> [What the exercise asks]:
Format the lines below, from the line containing "Find blonde hair." through the line containing "[616, 390, 752, 616]", as a JSON list of strings with one string per line and any blank lines omitted. Leave out all other items.

> [Data rows]:
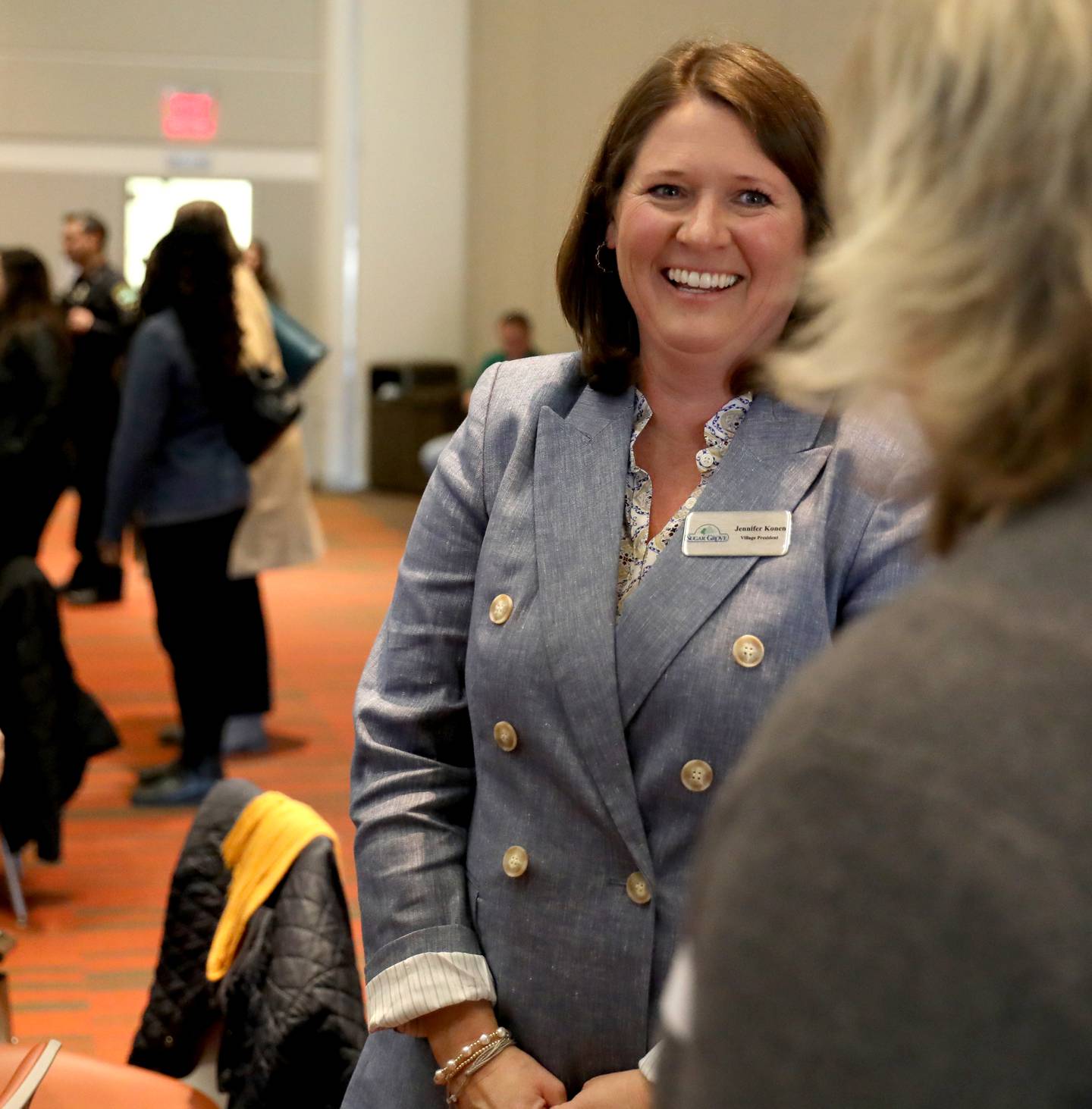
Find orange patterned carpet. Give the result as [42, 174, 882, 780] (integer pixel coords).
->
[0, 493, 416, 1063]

...

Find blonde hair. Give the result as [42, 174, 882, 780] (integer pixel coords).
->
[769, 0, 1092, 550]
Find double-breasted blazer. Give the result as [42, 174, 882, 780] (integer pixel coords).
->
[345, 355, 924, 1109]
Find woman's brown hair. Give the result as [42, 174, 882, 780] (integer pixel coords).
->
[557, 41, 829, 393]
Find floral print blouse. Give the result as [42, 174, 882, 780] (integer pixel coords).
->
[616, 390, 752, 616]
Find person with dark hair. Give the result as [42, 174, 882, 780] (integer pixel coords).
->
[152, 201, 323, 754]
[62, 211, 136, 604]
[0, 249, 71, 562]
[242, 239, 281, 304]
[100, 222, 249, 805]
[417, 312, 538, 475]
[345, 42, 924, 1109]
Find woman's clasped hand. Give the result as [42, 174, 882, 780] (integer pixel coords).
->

--

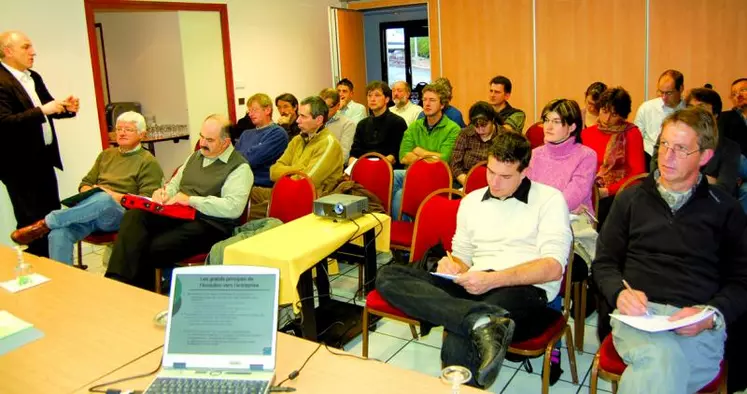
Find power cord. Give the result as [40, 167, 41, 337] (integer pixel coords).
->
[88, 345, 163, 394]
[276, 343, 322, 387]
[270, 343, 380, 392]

> [Problem solution]:
[
  "Find blonde hair. Give the result as [42, 174, 882, 780] (integer pixel coords).",
  "->",
  "[769, 0, 1092, 550]",
  "Find double-breasted blazer. Give the result as [42, 174, 882, 780] (integer pixel coords).",
  "->",
  "[345, 355, 924, 1109]",
  "Find woman's brown hair. Give the result as [42, 174, 882, 780] (integer pixel coords).",
  "->",
  "[557, 41, 829, 393]",
  "Find floral print blouse. Give the result as [42, 174, 882, 780] (integer pixel coords).",
  "->",
  "[616, 390, 752, 616]"
]